WRITTEN REQUEST - Copy the entries from the first line through the line containing "(1065, 451)", replacing "tag" with "mark" wherever it occurs and leaving everything else unchanged.

### GIVEN INFORMATION ###

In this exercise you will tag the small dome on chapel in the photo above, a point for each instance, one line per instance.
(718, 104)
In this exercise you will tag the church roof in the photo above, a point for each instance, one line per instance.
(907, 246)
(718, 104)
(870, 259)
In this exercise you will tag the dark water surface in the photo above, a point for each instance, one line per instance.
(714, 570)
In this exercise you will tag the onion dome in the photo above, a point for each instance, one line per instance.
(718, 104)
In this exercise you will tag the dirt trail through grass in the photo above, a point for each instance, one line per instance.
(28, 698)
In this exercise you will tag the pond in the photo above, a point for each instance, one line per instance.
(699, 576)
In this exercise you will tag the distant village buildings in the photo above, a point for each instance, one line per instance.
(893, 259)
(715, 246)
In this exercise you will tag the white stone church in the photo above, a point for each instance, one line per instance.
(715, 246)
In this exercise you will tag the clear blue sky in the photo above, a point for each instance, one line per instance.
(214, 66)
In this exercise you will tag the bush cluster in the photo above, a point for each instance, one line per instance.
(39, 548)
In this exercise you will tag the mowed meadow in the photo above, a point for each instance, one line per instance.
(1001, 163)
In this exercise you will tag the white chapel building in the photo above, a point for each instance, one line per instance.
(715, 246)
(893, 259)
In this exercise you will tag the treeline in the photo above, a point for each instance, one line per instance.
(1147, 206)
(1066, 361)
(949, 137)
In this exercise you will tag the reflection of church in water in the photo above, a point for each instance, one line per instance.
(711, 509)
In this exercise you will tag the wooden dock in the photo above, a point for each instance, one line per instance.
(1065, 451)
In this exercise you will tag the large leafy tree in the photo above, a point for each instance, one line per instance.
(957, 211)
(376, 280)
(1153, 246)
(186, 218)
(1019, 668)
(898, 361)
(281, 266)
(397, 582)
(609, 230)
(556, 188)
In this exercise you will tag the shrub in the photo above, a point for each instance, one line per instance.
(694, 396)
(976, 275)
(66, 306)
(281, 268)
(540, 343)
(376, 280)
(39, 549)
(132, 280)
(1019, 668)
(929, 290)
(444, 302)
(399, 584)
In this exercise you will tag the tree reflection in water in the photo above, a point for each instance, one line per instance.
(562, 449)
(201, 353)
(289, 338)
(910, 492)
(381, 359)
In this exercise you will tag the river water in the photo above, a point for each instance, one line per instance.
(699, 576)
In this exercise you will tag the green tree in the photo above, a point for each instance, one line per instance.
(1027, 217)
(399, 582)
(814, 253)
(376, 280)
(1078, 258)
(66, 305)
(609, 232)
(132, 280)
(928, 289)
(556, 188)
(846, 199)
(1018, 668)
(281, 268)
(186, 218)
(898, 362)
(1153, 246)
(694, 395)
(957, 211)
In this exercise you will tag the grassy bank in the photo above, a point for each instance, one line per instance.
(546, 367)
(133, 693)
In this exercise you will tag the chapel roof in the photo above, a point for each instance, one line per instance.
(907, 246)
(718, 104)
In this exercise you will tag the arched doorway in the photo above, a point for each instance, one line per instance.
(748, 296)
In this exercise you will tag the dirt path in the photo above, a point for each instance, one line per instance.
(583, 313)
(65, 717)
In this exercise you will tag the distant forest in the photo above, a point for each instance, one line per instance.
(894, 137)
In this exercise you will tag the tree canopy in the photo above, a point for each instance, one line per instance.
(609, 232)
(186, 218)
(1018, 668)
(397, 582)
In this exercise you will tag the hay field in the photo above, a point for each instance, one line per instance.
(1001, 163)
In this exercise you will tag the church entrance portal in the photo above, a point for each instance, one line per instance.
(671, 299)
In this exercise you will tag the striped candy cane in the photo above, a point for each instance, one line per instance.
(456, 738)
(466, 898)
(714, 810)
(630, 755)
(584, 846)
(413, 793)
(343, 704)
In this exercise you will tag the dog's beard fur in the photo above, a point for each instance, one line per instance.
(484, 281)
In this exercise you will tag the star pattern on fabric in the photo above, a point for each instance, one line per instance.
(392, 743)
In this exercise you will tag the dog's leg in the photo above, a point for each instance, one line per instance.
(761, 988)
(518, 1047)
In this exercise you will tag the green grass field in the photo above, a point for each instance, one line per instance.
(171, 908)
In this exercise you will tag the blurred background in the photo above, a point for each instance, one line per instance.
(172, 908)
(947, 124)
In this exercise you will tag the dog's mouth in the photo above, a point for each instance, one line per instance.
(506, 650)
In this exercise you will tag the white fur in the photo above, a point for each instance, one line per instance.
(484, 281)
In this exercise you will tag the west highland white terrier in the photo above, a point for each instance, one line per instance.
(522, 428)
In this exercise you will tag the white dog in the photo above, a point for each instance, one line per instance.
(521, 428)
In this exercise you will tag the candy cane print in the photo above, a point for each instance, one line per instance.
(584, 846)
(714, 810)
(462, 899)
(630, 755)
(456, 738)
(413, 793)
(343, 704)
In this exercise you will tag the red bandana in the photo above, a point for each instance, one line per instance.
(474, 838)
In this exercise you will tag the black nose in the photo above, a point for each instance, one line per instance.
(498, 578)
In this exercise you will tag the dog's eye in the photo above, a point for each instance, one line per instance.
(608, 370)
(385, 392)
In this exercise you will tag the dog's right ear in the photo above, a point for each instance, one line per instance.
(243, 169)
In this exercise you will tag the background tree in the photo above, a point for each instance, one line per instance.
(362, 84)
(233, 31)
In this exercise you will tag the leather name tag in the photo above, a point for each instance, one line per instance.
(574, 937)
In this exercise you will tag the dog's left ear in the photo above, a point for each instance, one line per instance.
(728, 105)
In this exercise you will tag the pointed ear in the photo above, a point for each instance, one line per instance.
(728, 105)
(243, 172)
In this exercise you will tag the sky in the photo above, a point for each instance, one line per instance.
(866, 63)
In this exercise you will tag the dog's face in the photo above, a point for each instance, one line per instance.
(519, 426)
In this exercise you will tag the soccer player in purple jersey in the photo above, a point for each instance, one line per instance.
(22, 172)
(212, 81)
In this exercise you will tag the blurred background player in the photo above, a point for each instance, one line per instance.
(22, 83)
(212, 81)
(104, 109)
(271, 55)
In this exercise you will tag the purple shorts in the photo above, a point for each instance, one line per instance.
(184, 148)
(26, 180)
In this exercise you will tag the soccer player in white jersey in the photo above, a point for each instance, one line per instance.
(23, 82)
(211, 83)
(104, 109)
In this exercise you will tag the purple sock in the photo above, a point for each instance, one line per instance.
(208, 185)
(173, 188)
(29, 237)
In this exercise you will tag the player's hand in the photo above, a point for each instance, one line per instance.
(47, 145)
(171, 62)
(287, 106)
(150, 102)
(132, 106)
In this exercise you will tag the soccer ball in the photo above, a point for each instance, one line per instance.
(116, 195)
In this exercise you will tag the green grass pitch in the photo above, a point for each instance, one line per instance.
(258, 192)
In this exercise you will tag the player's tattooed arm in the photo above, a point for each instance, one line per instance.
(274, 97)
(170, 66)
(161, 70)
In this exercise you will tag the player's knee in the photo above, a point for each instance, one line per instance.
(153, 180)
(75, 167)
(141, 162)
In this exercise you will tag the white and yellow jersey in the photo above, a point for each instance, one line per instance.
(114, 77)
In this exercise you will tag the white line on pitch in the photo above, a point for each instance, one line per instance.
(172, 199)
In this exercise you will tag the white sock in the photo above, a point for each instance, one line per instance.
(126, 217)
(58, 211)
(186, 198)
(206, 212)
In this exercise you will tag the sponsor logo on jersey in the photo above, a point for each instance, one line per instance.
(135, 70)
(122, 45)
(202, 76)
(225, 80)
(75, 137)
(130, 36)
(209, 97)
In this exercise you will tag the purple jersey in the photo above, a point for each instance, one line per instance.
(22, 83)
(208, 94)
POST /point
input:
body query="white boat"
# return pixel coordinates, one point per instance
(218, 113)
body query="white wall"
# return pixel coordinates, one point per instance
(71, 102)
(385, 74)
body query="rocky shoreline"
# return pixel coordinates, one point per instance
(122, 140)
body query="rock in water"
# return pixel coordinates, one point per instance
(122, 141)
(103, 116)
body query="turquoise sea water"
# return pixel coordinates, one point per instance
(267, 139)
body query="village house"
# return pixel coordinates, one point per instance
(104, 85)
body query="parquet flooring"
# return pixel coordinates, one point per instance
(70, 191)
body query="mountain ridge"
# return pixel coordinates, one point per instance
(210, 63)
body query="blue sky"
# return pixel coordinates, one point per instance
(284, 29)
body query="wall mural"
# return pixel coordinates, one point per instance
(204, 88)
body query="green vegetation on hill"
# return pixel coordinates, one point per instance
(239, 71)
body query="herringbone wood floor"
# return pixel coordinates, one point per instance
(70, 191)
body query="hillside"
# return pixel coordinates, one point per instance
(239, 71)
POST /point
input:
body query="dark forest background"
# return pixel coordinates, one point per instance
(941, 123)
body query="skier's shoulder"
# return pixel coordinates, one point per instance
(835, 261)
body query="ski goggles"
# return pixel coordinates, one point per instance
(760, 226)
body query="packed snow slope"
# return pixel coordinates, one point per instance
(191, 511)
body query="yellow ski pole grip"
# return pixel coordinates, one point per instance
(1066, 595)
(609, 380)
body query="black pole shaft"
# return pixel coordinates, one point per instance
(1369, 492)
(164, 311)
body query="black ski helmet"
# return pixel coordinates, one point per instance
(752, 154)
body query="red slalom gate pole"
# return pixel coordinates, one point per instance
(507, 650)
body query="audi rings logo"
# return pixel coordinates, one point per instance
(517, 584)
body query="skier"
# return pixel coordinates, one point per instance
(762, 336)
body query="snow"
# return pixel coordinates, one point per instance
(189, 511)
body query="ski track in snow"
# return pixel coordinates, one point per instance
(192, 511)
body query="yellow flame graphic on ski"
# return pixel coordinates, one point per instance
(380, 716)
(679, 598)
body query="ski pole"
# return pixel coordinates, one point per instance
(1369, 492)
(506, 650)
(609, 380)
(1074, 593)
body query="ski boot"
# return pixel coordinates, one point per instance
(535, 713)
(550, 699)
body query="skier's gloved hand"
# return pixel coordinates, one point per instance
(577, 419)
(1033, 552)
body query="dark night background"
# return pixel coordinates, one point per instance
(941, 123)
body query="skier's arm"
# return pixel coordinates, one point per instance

###

EXPECTED OUTPUT -
In this exercise you will mark the small dome on chapel in the photo above, a point for each instance, one line per instance.
(718, 104)
In this exercise you will mark the church roof in the photo above, a point for each instance, one line per instance.
(907, 246)
(718, 104)
(870, 259)
In this exercise you will mark the dark water surface in the photo above, a point for each instance, one line per instance.
(714, 570)
In this exercise you will mark the onion dome in the photo above, a point for each instance, one line per instance.
(718, 104)
In this exercise you will mark the dirt trail through grass in the photo above, a point for each instance, one line per instance.
(28, 698)
In this exercise you will mark the pond in the photo above, a point for each instance, one line per instance.
(699, 576)
In this exercise you will mark the distant village buildings in the photo above, a point for each instance, one line per instance.
(893, 259)
(715, 246)
In this exercise you will mark the white stone church in the photo above, a point for each instance, one line per instance.
(715, 246)
In this exercise you will mark the clear blue sky in the photo above, a point for each instance, one line per instance.
(214, 66)
In this exercise you will mark the bush cluster in the photo above, a point for each instance, one line per instance.
(39, 548)
In this exercise you will mark the mowed meadow in the photo above, a point for each instance, one line per instance.
(1001, 163)
In this exercise you will mark the white chapel building in the photo above, a point for each instance, one line per instance.
(715, 246)
(893, 259)
In this exercise you will mark the treeline in the photo above, a point for each instance, one line per instance.
(1147, 206)
(1066, 361)
(949, 137)
In this exercise you will mark the reflection of church in water in the photo above, a point for each instance, one line per instance.
(711, 509)
In this exercise you will mark the wooden dock in the photo above, a point for each instance, one line per instance.
(1065, 451)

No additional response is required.